Judy-Lynn Benjamin era nata il 26 gennaio del 1943. Affetta da nanismo, non si lasciava condizionare dai suoi problemi fisici e andava dritta per la sua strada facendo con le sue notevoli capacità quel che più le interessava. Da appassionata di fantascienza aveva frequentato regolarmente le convention fino a divenire nel 1969 editor della rivista Galaxy dopo l’abbandono di Frederik Pohl. Fra gli autori da lei lanciati compare anche un certo George R.R. Martin, di cui nel 1971 pubblicava il primo racconto professionistico, L’eroe. In quello stesso anno, dopo la morte della terza moglie di Lester in seguito a un incidente d’auto, Judy-Lynn diventava la signora del Rey. Nel ’73 iniziava a lavorare per la Ballantine Books, della quale doveva dirigere la sezione di fantascienza. Lo scopo del presidente Ron Busch, che l’aveva assunta, era quello di assumere anche Lester.
Mentre le trattative erano ancora in corso Judy-Lynn ricevette il manoscritto di Brooks ma, poiché lei non era esperta di fantasy, lo fece leggere al marito. Il quale, parole di Terry, “era un uomo intransigente, un grande polemico e uno scorbutico di prima categoria, diceva sempre quello che pensava e al diavolo la diplomazia. Si vantava di essere in grado, una volta che gli venisse data una qualsiasi tesi, di sostenerla contro chiunque, non solo, ma di passare di punto in bianco a sostenere la tesi avversa senza perdere il filo del discorso. Era anche un brillante direttore editoriale. Nei quindici anni seguenti, molte volte sentii dire, da coloro che avevano lavorato con lui, che era uno dei più grandi direttori editoriali del ventesimo secolo. Insieme a Judy-Lynn, lanciò con grande successo una decina dei principali autori contemporanei di fantascienza e di fantasy, e rianimò o reinventò la carriera di un’altra decina. Verso la fine degli anni Settanta e all’inizio degli anni Ottanta, Lester e Judy-Lynn fecero della Del Rey Books il principale editore di fantascienza e di fantasy.” (10)
Lester accettò di lavorare per la Ballantine fondando un proprio marchio, Del Rey Books, a patto di poter inaugurarlo con La spada di Shannara e di poterne fare l’opera di punta al momento del lancio. Busch, poco esperto nei due generi, si fidò del giudizio dei coniugi e permise loro di rivoluzionare la fantasy.

→ CONSEGNA A
Ricopia parola per parola tutte le righe dell'elenco di annotazioni di posizione riportato qui sotto.
Il brano e l'elenco sono materiali distinti, senza legami tra loro.

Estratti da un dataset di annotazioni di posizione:

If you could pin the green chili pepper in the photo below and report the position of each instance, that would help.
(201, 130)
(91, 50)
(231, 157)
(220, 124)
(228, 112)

→ CONSEGNA B
Secondo il brano, in che anno Judy-Lynn Benjamin divenne editor della rivista Galaxy?

→ SOLUZIONE ESERCIZIO A
If you could pin the green chili pepper in the photo below and report the position of each instance, that would help.
(201, 130)
(91, 50)
(231, 157)
(220, 124)
(228, 112)

→ SOLUZIONE ESERCIZIO B
Nel 1969.